◆ **Given exercise**
Collect every line in the material below that contains the word "dark", and copy each such line in full.

<<<<

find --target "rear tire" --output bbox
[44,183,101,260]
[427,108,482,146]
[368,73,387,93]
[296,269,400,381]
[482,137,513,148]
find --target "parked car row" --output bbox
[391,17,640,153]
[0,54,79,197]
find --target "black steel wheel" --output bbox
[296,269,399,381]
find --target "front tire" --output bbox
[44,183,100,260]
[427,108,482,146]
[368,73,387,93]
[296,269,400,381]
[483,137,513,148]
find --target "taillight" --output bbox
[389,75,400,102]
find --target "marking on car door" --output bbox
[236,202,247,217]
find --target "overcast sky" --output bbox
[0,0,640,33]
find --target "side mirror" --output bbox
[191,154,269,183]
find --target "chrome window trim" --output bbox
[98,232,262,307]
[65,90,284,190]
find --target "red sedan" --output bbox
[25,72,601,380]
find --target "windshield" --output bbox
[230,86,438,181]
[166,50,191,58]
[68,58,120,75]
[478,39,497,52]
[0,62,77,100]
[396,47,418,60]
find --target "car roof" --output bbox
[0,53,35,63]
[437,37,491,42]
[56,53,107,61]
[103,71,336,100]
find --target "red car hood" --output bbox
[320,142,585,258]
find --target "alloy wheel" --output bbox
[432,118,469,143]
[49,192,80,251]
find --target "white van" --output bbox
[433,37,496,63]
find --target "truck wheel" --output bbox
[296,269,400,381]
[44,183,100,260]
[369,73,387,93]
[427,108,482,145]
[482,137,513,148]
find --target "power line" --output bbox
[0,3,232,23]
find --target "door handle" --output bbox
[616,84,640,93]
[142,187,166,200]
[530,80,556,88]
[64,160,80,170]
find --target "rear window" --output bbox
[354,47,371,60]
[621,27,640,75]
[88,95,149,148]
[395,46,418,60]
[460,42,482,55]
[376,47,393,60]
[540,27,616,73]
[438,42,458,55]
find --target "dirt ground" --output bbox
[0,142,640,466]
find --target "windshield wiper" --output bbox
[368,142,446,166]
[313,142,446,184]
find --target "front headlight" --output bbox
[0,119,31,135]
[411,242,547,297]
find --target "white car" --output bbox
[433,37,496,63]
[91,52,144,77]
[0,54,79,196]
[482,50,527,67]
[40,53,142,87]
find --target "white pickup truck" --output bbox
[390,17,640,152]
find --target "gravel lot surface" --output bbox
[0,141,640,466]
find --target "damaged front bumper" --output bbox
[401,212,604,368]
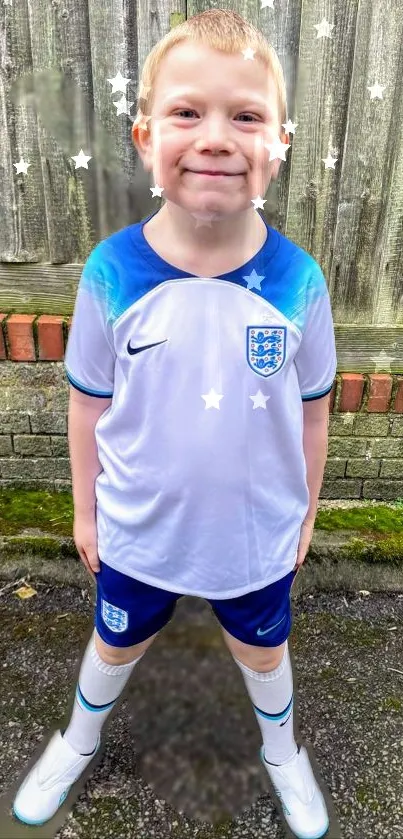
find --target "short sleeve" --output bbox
[294,266,337,401]
[64,260,116,397]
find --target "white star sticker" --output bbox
[322,154,339,169]
[249,388,270,410]
[314,17,334,39]
[139,84,151,99]
[13,157,32,175]
[283,119,298,134]
[107,70,130,94]
[242,47,255,61]
[242,269,265,291]
[150,184,164,198]
[133,110,151,131]
[368,84,386,99]
[202,387,223,411]
[113,96,134,117]
[264,137,290,161]
[71,149,92,169]
[252,195,267,210]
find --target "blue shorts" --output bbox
[95,561,297,647]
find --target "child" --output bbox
[14,10,337,839]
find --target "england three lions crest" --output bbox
[246,325,287,378]
[102,598,129,632]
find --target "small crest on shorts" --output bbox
[102,599,129,632]
[246,324,286,378]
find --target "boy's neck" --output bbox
[155,202,266,254]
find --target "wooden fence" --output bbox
[0,0,403,373]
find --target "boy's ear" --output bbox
[132,114,152,171]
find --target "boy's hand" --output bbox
[293,521,315,571]
[73,512,99,580]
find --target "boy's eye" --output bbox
[174,108,259,120]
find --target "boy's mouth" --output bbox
[185,169,242,178]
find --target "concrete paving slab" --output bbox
[0,566,403,839]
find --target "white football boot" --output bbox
[13,731,101,824]
[260,746,329,839]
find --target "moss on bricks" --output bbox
[0,487,403,540]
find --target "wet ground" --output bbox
[0,579,403,839]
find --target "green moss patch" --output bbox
[0,488,403,540]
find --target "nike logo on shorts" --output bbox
[257,615,286,635]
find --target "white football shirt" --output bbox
[64,213,337,599]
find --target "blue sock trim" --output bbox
[252,694,294,722]
[76,685,116,712]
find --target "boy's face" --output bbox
[132,42,289,217]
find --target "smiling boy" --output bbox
[14,10,337,839]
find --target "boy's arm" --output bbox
[68,386,112,515]
[302,393,330,524]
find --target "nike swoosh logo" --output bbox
[127,338,168,355]
[256,615,286,635]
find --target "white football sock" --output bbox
[233,642,298,766]
[63,633,144,754]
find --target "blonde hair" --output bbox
[135,9,287,133]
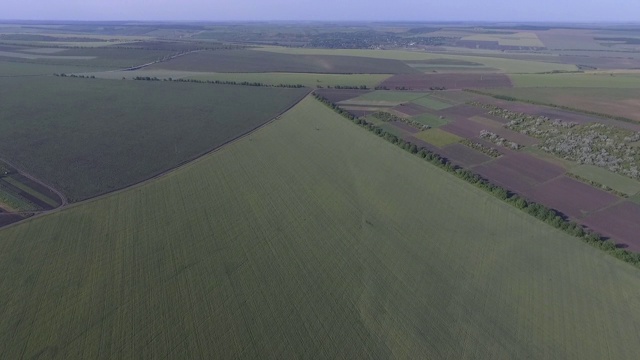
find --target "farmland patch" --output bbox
[412,95,453,110]
[0,99,640,359]
[584,201,640,252]
[527,176,619,219]
[0,77,308,201]
[149,50,418,74]
[380,74,511,90]
[414,128,462,147]
[571,165,640,196]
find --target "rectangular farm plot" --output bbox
[583,201,640,252]
[353,90,426,103]
[415,129,462,147]
[412,96,453,110]
[529,176,618,219]
[438,143,493,167]
[393,103,428,116]
[571,165,640,196]
[442,119,539,146]
[380,123,409,139]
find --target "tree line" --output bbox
[313,92,640,268]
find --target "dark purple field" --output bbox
[380,73,512,90]
[442,119,539,146]
[390,121,420,134]
[439,144,493,168]
[473,152,564,196]
[0,210,24,227]
[438,105,486,119]
[529,176,619,219]
[315,89,371,104]
[402,135,444,156]
[583,201,640,252]
[393,103,429,116]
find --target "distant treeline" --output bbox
[133,76,369,90]
[463,89,638,124]
[313,93,640,268]
[53,73,96,79]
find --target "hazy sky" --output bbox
[0,0,640,22]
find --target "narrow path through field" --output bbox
[0,158,69,208]
[119,50,203,72]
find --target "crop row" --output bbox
[314,93,640,268]
[472,103,640,179]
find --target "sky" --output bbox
[0,0,640,22]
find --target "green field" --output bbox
[260,47,578,74]
[510,73,640,89]
[0,77,308,201]
[411,114,449,127]
[411,96,453,110]
[488,87,640,121]
[414,129,462,147]
[149,50,418,74]
[348,90,426,103]
[0,99,640,359]
[570,165,640,196]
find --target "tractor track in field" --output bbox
[0,89,313,229]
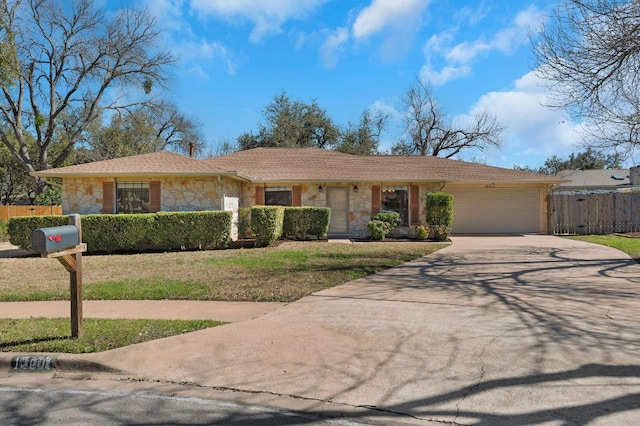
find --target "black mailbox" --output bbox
[31,225,80,253]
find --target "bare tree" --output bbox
[335,110,389,155]
[534,0,640,156]
[237,92,340,150]
[74,101,205,163]
[392,79,503,158]
[0,0,18,86]
[0,0,174,194]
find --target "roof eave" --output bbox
[31,170,252,181]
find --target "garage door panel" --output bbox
[450,188,541,234]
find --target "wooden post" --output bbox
[69,214,82,339]
[36,214,87,339]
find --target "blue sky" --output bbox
[125,0,582,168]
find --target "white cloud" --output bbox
[191,0,328,43]
[352,0,430,38]
[421,6,543,86]
[320,27,349,68]
[456,72,582,167]
[141,0,239,80]
[420,64,471,86]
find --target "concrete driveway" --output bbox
[41,235,640,425]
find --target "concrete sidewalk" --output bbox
[0,235,640,425]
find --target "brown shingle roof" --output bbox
[36,151,238,177]
[204,148,558,182]
[36,148,561,183]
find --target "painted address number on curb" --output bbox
[11,356,56,371]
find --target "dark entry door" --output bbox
[327,187,349,236]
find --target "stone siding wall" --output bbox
[241,182,440,238]
[62,178,242,214]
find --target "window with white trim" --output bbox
[116,182,149,213]
[264,186,292,206]
[380,186,409,226]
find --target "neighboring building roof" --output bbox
[35,148,561,183]
[203,148,558,183]
[35,151,248,177]
[556,169,631,191]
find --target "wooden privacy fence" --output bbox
[549,192,640,234]
[0,206,62,222]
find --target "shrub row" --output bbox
[249,206,331,246]
[367,212,400,240]
[7,211,232,253]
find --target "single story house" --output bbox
[36,148,561,237]
[553,166,640,194]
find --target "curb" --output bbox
[0,352,124,374]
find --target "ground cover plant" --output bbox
[565,234,640,262]
[0,242,445,302]
[0,242,446,353]
[0,318,223,353]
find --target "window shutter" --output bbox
[371,185,380,216]
[102,182,116,214]
[149,181,162,213]
[255,186,264,206]
[409,185,420,226]
[291,186,302,207]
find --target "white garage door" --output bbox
[445,188,542,234]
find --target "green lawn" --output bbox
[0,242,446,353]
[565,234,640,261]
[0,242,445,302]
[0,318,223,353]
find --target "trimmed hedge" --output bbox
[426,192,453,241]
[251,206,284,246]
[282,207,331,240]
[7,211,232,253]
[367,212,400,240]
[149,212,232,250]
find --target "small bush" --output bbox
[251,206,284,246]
[0,219,7,238]
[416,226,429,240]
[426,192,453,227]
[367,220,391,240]
[238,207,251,238]
[429,225,451,241]
[426,192,453,241]
[282,207,331,240]
[367,212,400,240]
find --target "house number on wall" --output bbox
[11,356,56,371]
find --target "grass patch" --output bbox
[565,234,640,261]
[0,242,446,302]
[0,318,223,353]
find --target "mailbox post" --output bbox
[31,214,87,339]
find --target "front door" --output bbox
[327,187,349,236]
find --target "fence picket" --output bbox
[549,192,640,234]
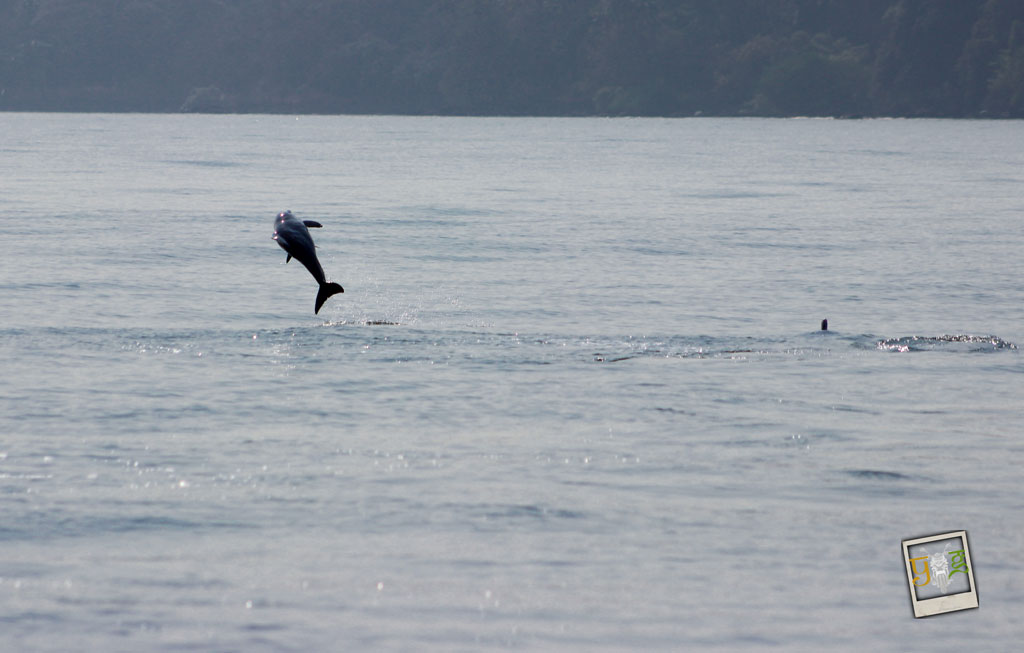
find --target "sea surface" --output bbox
[0,114,1024,652]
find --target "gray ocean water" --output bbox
[0,114,1024,651]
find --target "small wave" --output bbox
[876,334,1017,352]
[845,470,913,481]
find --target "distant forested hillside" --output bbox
[0,0,1024,118]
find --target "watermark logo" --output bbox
[903,530,978,617]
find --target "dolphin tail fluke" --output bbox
[313,282,345,313]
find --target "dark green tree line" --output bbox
[0,0,1024,118]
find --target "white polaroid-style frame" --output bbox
[903,530,978,617]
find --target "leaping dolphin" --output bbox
[273,211,345,314]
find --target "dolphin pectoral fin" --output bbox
[313,284,345,315]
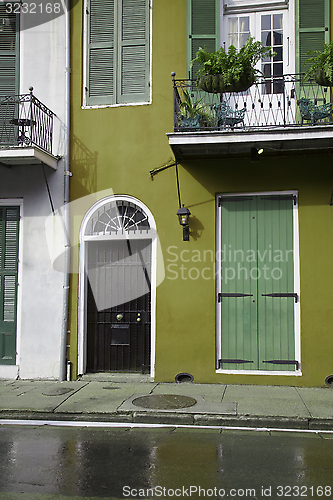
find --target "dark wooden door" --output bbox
[87,239,151,373]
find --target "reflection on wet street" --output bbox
[0,425,333,499]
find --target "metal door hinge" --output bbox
[218,293,253,302]
[261,293,298,304]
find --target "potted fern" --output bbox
[303,42,333,87]
[178,89,217,129]
[191,36,274,94]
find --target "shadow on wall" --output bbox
[71,135,98,198]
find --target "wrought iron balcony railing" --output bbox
[0,87,54,153]
[172,73,332,132]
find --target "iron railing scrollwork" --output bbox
[0,88,54,153]
[172,73,333,132]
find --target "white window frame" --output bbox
[220,0,296,74]
[81,0,153,109]
[216,191,302,377]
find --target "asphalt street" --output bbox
[0,424,333,500]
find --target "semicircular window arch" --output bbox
[84,199,151,236]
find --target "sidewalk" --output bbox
[0,375,333,431]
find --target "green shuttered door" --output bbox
[219,196,296,371]
[86,0,149,105]
[0,207,20,365]
[296,0,330,73]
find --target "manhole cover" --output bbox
[132,394,197,410]
[42,387,74,396]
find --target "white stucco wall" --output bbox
[0,9,66,379]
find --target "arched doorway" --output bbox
[78,195,156,376]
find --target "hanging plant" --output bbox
[191,36,275,93]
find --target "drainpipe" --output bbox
[59,0,71,380]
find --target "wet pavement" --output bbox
[0,424,333,500]
[0,374,333,431]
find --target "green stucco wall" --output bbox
[70,0,333,386]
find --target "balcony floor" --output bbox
[167,124,333,161]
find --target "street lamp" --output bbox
[177,205,191,241]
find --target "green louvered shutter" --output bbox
[117,0,149,103]
[187,0,220,78]
[0,5,19,97]
[0,207,20,365]
[86,0,149,105]
[0,5,19,145]
[257,196,295,371]
[296,0,330,73]
[219,197,258,370]
[218,195,298,371]
[86,0,117,105]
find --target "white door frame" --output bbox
[216,191,302,376]
[0,198,24,378]
[78,195,157,378]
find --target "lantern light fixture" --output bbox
[177,205,191,241]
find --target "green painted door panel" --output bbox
[220,198,258,370]
[257,196,295,370]
[219,196,295,371]
[0,207,20,365]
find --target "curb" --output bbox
[0,410,333,432]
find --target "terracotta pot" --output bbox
[314,70,333,87]
[198,74,255,94]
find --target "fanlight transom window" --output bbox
[85,200,150,236]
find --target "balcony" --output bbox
[167,73,333,161]
[0,88,58,169]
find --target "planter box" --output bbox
[198,74,255,94]
[314,70,333,87]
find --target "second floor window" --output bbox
[84,0,150,106]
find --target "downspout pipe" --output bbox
[59,0,71,380]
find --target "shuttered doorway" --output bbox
[218,194,300,372]
[0,206,20,365]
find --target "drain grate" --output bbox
[42,387,74,396]
[132,394,197,410]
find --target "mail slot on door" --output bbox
[110,324,130,345]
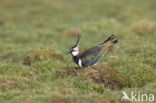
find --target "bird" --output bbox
[67,34,118,68]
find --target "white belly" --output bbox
[78,59,83,67]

>>>>

◆ **Finished exercise**
find --target "dark purple field" --output bbox
find --target "dark entry door" --output bbox
find --target "dark green tree line" --output bbox
find --target "dark wooden door" --output bbox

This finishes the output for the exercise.